• Tugas yang Dikerjakan:
1: Sebutkan semua Rais Aam dalam teks tentang Rais Aam PBNU yang masa jabatannya lebih dari 10 tahun.
2: Sajikan baris-baris catatan dalam bentuk tabel Markdown dengan kolom No dan Baris, dimulai dari baris yang memuat "Where is the roof" dan berlanjut sampai akhir catatan, tanpa baris kosong.

• Teks Bacaan:
====================

Muktamar Ke-34 NU 2021
Rais Aam PBNU

KH Miftachul Akhyar dan Habib Muhammad Luthfi Bin Yahya
Semenjak Nahdlatul Ulama (NU) berdiri tahun 1926, sudah ada 10 kiai yang menduduki Rais ‘Aam Pengurus Besar Nahdlatul Ulama (PBNU). Mereka pimpinan tertinggi yang mempunyai otoritas syariah dalam kehidupan jam’iyyah dan jamaah (warga nahdliyyin).
Hadratus Syaikh KH Hasyim Asy’ari menduduki Rais Aam (1926-1947), 21 tahun. KH Abdul Wahab Hasbullah (1947-1971), 24 tahun. KH Bisri Syamsuri (1971-1980), 7 tahun. KH Ali Maksum (1980-1984), 4 tahun. KH Achmad Shiddiq (1984-1991), 7 tahun. KH Ali Yafie (1991-1992), 1 tahun. KH Muhammad Ilyas Ruchiyat (1982-1999), 7 tahun.
Selanjutnya, KH Muhammad Ahmad Sahal Mahfudz (1999-2014), 15 tahun. KH Mustofa Bisri (2014-2015), 1 tahun. KH Makruf Amien (2015-2018), 3 tahun. KH Miftachul Akhyar (2018-sekarang) melanjutkan jabatan Rais Aam KH Makruf Amien yang mengundurkan diri karena menjadi calon wakil presiden Jokowi.

====================

• Entri untuk pelabelan kotak pembatas:
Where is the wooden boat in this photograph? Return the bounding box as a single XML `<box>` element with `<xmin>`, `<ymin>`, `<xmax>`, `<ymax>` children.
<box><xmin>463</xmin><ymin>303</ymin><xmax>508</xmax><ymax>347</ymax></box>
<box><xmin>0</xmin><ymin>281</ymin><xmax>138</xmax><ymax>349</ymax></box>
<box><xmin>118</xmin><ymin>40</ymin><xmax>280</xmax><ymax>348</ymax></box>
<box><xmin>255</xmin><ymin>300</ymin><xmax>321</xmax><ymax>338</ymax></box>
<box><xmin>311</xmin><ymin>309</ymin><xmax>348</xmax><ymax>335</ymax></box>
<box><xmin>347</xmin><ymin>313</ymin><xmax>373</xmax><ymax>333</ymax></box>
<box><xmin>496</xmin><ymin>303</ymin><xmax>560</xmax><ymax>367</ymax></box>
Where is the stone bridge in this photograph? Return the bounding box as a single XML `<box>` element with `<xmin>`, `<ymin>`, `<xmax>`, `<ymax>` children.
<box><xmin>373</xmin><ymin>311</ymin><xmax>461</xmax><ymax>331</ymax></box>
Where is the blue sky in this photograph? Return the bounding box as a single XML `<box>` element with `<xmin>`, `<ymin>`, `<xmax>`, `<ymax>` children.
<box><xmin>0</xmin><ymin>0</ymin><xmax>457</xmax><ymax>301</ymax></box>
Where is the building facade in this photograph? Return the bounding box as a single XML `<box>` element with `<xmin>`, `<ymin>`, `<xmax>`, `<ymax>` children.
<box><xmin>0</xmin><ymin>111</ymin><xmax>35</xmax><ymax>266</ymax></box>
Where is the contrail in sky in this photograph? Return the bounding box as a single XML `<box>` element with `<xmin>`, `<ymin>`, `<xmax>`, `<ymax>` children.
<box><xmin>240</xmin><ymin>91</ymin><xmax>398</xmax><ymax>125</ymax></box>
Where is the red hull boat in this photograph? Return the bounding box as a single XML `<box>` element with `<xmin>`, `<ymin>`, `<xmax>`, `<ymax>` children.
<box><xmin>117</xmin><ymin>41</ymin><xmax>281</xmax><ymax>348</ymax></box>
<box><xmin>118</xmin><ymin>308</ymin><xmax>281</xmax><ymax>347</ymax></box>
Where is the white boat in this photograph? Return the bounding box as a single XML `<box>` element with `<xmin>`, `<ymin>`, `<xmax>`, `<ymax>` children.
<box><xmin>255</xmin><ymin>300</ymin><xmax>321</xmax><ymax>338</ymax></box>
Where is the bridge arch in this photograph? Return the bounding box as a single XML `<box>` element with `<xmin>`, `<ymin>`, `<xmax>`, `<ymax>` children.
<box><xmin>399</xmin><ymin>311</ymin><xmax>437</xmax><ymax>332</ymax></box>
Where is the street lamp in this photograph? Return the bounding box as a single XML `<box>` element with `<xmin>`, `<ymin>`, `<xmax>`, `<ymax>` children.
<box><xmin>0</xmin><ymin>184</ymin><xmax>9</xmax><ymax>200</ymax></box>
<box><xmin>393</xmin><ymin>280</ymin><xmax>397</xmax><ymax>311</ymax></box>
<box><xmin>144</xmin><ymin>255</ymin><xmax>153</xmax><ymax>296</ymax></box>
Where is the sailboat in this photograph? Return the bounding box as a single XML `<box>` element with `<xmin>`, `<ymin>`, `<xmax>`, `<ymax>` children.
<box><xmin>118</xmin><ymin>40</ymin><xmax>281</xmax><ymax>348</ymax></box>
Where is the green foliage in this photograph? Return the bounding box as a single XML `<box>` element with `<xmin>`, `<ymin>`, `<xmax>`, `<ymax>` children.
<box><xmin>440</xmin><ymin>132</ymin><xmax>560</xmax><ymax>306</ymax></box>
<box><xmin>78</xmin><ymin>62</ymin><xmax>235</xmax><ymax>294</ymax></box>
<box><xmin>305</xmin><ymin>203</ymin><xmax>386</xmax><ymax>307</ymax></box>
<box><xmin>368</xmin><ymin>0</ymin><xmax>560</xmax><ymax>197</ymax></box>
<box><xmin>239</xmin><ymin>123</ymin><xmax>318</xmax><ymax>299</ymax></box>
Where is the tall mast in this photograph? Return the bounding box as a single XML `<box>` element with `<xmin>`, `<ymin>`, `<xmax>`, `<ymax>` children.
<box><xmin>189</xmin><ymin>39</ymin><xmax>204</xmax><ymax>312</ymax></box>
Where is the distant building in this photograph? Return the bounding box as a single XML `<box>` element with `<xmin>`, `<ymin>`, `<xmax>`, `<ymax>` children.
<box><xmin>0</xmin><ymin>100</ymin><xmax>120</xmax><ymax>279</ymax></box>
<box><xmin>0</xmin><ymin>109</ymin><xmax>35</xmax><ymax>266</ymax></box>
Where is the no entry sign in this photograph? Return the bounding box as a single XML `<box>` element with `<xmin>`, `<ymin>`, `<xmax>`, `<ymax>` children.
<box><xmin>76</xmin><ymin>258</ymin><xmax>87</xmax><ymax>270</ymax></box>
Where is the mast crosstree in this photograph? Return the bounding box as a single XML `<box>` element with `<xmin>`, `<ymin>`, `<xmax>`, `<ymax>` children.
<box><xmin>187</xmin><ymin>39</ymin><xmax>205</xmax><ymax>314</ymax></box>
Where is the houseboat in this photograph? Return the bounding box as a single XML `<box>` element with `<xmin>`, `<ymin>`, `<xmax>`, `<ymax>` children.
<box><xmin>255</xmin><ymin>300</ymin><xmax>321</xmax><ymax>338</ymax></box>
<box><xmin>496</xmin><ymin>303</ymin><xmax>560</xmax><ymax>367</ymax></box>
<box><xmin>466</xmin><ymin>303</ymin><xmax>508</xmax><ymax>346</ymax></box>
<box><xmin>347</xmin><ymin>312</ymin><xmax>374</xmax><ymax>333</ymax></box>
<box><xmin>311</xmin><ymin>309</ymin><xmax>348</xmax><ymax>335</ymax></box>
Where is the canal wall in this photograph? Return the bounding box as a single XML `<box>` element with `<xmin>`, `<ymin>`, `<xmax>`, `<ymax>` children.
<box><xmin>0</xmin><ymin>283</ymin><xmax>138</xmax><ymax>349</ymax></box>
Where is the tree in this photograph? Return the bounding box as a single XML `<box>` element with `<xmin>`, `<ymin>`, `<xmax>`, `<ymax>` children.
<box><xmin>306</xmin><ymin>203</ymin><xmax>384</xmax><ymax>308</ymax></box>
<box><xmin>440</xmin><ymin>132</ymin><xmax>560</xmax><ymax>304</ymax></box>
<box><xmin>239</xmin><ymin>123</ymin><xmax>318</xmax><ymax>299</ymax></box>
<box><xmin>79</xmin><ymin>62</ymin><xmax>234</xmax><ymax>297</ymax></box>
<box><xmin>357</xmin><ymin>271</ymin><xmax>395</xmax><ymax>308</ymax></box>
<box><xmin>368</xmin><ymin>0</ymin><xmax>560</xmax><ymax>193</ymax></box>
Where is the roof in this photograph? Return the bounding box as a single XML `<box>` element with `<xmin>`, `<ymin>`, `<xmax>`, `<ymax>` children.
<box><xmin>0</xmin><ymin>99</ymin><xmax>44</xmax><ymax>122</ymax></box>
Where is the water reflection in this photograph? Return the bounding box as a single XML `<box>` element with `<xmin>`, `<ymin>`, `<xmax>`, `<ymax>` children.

====================

• Penyelesaian Soal:
1:
- Hadratus Syaikh KH Hasyim Asy’ari (1926-1947), 21 tahun
- KH Abdul Wahab Hasbullah (1947-1971), 24 tahun
- KH Muhammad Ahmad Sahal Mahfudz (1999-2014), 15 tahun

2:
| No | Baris |
|---|---|
| 1 | Where is the roof in this photograph? Return the bounding box as a single XML `<box>` element with `<xmin>`, `<ymin>`, `<xmax>`, `<ymax>` children. |
| 2 | <box><xmin>0</xmin><ymin>99</ymin><xmax>44</xmax><ymax>122</ymax></box> |
| 3 | Where is the water reflection in this photograph? Return the bounding box as a single XML `<box>` element with `<xmin>`, `<ymin>`, `<xmax>`, `<ymax>` children. |